TO DO >> Within the data below, count the lines that include the word "light". Provide the number and nothing further.

SUPPLIED ENTRIES >>
[Start of Attachment]

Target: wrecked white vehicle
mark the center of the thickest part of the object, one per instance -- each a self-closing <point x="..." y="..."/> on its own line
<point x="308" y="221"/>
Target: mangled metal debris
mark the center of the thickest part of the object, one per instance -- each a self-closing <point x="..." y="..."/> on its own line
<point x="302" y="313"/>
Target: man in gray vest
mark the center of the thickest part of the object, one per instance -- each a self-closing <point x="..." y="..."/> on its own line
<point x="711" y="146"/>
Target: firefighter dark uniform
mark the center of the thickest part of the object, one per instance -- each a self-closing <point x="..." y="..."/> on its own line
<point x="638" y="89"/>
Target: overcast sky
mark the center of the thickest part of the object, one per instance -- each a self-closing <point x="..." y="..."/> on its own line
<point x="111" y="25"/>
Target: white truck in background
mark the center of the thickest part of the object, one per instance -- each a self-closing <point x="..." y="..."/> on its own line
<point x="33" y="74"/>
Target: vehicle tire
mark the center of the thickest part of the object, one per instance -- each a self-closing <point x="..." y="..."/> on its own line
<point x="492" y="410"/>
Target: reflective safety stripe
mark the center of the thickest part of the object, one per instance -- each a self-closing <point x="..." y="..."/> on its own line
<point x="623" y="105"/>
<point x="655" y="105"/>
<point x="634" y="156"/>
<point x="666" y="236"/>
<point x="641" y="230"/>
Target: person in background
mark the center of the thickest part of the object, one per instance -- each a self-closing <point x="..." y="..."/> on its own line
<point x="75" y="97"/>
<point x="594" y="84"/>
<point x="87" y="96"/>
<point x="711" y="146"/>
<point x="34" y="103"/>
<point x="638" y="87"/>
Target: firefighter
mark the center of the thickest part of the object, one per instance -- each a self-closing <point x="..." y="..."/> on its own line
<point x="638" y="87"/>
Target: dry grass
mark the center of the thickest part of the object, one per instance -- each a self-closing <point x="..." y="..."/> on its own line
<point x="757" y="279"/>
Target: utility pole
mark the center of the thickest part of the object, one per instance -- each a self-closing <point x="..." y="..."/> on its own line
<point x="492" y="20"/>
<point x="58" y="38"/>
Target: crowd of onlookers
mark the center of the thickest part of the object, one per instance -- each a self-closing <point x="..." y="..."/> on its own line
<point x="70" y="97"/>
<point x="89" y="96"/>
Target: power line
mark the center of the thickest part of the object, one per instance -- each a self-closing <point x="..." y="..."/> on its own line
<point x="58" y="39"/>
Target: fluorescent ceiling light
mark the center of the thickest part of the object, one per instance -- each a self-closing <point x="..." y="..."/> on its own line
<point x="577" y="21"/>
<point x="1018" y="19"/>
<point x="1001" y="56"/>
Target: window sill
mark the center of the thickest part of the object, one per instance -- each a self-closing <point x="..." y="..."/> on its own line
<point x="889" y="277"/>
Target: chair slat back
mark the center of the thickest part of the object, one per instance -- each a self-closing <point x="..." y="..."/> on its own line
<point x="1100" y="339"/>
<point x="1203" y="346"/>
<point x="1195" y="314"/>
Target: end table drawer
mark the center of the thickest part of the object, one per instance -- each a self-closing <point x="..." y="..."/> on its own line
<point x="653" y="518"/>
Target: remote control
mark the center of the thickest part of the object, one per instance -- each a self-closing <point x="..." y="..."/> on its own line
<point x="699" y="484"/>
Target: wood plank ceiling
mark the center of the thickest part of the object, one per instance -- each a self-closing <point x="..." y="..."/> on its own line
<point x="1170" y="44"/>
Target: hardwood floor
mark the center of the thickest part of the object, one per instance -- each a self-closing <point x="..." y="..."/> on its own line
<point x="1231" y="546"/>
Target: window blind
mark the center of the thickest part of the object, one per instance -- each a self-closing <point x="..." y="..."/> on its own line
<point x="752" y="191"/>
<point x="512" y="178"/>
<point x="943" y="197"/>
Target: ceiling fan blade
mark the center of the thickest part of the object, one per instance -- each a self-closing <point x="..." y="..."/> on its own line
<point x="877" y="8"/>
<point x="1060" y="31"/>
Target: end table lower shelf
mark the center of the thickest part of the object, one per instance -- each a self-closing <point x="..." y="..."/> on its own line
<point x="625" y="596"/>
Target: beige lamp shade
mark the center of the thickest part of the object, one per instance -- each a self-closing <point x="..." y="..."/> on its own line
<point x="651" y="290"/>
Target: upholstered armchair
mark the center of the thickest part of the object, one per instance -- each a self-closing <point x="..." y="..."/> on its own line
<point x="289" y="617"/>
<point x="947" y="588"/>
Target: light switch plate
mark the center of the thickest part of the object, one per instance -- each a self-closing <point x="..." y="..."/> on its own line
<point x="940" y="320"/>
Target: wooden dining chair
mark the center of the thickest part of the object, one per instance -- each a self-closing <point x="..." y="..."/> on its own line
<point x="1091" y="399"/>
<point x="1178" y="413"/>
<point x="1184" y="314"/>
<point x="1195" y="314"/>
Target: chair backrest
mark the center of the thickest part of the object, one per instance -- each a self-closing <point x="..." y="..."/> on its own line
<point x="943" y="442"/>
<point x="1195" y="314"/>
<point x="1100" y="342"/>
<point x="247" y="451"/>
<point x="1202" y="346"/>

[End of Attachment]

EXERCISE OUTPUT >> 2